--- Material supplied ---

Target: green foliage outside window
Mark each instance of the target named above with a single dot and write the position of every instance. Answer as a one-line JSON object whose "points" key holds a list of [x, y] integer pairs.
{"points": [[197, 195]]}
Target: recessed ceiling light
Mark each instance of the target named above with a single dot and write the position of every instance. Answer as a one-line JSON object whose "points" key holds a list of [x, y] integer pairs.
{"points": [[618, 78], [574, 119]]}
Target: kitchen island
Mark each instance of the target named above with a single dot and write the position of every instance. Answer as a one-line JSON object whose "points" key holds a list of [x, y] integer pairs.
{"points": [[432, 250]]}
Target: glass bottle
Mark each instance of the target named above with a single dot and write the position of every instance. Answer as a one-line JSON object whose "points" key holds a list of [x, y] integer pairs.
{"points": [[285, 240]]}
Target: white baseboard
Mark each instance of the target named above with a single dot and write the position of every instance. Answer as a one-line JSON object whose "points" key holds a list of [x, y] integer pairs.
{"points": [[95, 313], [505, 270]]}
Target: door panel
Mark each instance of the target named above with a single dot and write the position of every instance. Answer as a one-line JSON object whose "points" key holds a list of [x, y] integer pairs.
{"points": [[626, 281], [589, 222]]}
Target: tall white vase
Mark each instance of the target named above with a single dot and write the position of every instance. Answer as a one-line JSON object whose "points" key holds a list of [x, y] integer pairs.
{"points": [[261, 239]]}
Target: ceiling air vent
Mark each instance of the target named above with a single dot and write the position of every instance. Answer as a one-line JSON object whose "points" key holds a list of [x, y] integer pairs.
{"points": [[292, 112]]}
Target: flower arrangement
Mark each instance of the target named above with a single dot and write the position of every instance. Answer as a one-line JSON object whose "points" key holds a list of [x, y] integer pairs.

---

From the first line to the last, copy every record exactly.

*Finished exercise*
Target: green foliage outside window
Mark each instance of the target named above with a single dot and write the position of every instance. Answer as a one-line JSON object whose "points" key holds a list of [x, y] integer pairs.
{"points": [[197, 195]]}
Target: recessed ceiling light
Mark each instance of the target named above with a single dot and write the position of every instance. Answer as a one-line JSON object whose "points" key holds a list of [x, y] integer pairs.
{"points": [[618, 78], [574, 119]]}
Target: kitchen island
Mark each instance of the target named above with a single dot and write the position of every instance. Answer as a one-line JSON object whose "points" key holds a list of [x, y] integer pairs.
{"points": [[432, 250]]}
Target: glass bottle
Mark each instance of the target named above with a single dot and write the position of every instance. Answer as a one-line JSON object whose "points" key holds a list of [x, y] integer pairs.
{"points": [[285, 240]]}
Target: white baseboard
Mark each instance of the target named above with a single dot and write the position of every instance. Answer as a one-line JSON object whose "points" key holds a list of [x, y] integer pairs.
{"points": [[95, 313], [505, 270]]}
Target: door panel
Mark each instance of the target named above with a single dot and write the position of every instance. Answer as a one-line JSON object whose "points" key holds a list of [x, y] integer pairs.
{"points": [[626, 281], [589, 222]]}
Target: tall white vase
Mark each instance of the target named above with a single dot and write the position of every instance. Answer as a one-line JSON object whose "points" key holds a list of [x, y] integer pairs.
{"points": [[261, 239]]}
Target: ceiling air vent
Mark each instance of the target named above with a single dot and write the position of every instance. Answer as a one-line JSON object whose "points" key holds a list of [x, y] integer pairs.
{"points": [[292, 112]]}
Target: flower arrangement
Mark each instance of the target named above with a single dot and write the position of every instance. Answer as a one-line JSON object whose "points" key holds a list of [x, y] integer pairs.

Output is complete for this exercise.